Can you copy out every line of the entries below, requests included, offsetting each answer coordinate by adding 29 to both its x and y values?

begin MATERIAL FOR THIS TASK

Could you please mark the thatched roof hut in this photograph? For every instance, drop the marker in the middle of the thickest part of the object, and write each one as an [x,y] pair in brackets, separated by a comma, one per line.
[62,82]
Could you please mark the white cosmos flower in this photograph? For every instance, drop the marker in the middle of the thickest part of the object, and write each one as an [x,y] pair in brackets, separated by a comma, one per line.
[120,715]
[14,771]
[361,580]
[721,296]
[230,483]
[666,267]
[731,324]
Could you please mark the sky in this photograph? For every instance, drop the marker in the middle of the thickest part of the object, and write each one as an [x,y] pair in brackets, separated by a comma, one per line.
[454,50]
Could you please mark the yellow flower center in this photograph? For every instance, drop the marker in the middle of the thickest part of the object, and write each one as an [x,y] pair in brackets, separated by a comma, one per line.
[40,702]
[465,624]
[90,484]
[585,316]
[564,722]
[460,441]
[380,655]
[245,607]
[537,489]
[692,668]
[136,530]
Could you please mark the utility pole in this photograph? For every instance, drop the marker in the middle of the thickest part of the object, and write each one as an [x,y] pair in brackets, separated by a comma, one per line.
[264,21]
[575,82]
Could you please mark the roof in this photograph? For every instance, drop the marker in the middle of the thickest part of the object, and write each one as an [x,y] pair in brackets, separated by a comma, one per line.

end MATERIAL FOR THIS TASK

* SOLUTION FOR THIS EXERCISE
Could you please mark the thatched roof hut in this photograph? For every instance, drop the marker in the middle of the thickest part of the object, and write each one as an [x,y] pair in brackets, separated by a comma, one per line.
[91,111]
Could you please mark the white cosmos flower in this photograph? For every instance, drop the marker in the middle of the thickest part of the object, and write each one as an [x,y] pair in brackets, separated by a comma, one per line.
[149,744]
[43,800]
[390,609]
[750,325]
[259,512]
[695,296]
[760,353]
Could you please mark the sky in this photograph? For every instance, drop the marker in the middle of the thickest part of the object, and write each one as an [x,y] pair in brackets, separated by a comma, one per line.
[483,79]
Could you please mark the yellow flower center in this photograph? For every instance, drop the marker in the middle of the thickest part of the object, and write each one as an [x,y] pair in brackets, separated by a comma, one per line.
[69,731]
[494,653]
[119,513]
[614,345]
[593,751]
[489,470]
[409,684]
[274,636]
[566,518]
[721,697]
[165,559]
Could you please mark the utility pole in this photograph? For every instance, drop the marker in the middle of the thickest part of the object, and write each one as an [x,y] pair in brackets, separated by a comma, one per line.
[293,50]
[604,111]
Could you please mark the roof in this photograph? For every instance, drop the marker in the middle of the thickest part of the object, and write each one as an [x,y] pair in brackets, separated by a comma, one per line.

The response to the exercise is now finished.